_Task data_:
BEGIN
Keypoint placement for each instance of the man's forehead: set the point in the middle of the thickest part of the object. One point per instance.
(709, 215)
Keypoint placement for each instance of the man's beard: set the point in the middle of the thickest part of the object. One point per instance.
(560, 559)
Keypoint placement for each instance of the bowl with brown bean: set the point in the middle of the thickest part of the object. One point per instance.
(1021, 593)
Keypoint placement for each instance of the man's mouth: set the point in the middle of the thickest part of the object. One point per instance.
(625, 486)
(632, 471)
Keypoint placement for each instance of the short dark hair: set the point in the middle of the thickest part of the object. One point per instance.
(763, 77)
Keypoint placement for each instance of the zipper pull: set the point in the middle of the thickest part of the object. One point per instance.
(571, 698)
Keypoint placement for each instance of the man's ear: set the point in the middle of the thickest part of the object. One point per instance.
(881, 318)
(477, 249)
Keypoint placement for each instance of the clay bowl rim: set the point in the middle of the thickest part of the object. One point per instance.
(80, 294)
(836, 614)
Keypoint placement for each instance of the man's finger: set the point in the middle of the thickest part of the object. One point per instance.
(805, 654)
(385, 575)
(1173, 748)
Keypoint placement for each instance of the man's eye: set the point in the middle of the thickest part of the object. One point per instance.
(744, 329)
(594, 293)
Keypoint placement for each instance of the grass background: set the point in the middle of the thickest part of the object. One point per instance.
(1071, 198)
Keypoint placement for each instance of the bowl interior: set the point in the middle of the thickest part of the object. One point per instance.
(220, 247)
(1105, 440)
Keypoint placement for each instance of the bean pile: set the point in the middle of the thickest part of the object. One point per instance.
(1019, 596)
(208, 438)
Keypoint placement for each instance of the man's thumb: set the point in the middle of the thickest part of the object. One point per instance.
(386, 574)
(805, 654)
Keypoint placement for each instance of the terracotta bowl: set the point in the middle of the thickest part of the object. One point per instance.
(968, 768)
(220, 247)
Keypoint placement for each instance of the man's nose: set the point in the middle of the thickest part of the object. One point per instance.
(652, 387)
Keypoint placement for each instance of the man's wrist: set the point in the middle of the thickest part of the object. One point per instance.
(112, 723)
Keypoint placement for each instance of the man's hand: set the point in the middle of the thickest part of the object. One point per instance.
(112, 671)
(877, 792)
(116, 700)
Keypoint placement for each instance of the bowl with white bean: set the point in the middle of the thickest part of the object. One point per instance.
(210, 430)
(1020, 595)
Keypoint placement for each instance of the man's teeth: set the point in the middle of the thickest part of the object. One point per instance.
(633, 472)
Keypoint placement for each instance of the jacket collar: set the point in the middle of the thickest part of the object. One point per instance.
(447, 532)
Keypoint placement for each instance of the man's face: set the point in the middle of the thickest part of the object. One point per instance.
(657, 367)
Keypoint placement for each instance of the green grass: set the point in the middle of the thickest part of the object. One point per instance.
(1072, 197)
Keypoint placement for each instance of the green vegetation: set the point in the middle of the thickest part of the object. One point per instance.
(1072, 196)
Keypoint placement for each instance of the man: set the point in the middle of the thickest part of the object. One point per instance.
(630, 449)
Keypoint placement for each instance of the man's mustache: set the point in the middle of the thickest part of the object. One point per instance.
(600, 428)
END
Every line from the one containing "Keypoint placement for each instance of the jacket" to the close of the records must be reproduced exactly. Include both ends and nothing more.

_Task result_:
Keypoint placement for each instance of the jacket collar: set the point in the middle of the thickest part of the object. One point per instance.
(447, 532)
Keypoint placement for each instance of the man's face: set the point in the middle of the thickest part of the object. One point per instance.
(657, 367)
Keypoint placement for each instance of the green grass: set the point in the middle of the thickest part of the object. One point per instance.
(1072, 197)
Keypoint placement for each instance of the green vegetation: set the point in the middle of the thickest part of the object. One point per instance.
(1072, 196)
Keypoint placement for each instance of the man: set the point in the middle of the thickest part of the object. One point per instance.
(630, 449)
Keypoint placement for each instance of the man's mustache: set the point in the middle of the thickest part of the object. One point per instance.
(600, 428)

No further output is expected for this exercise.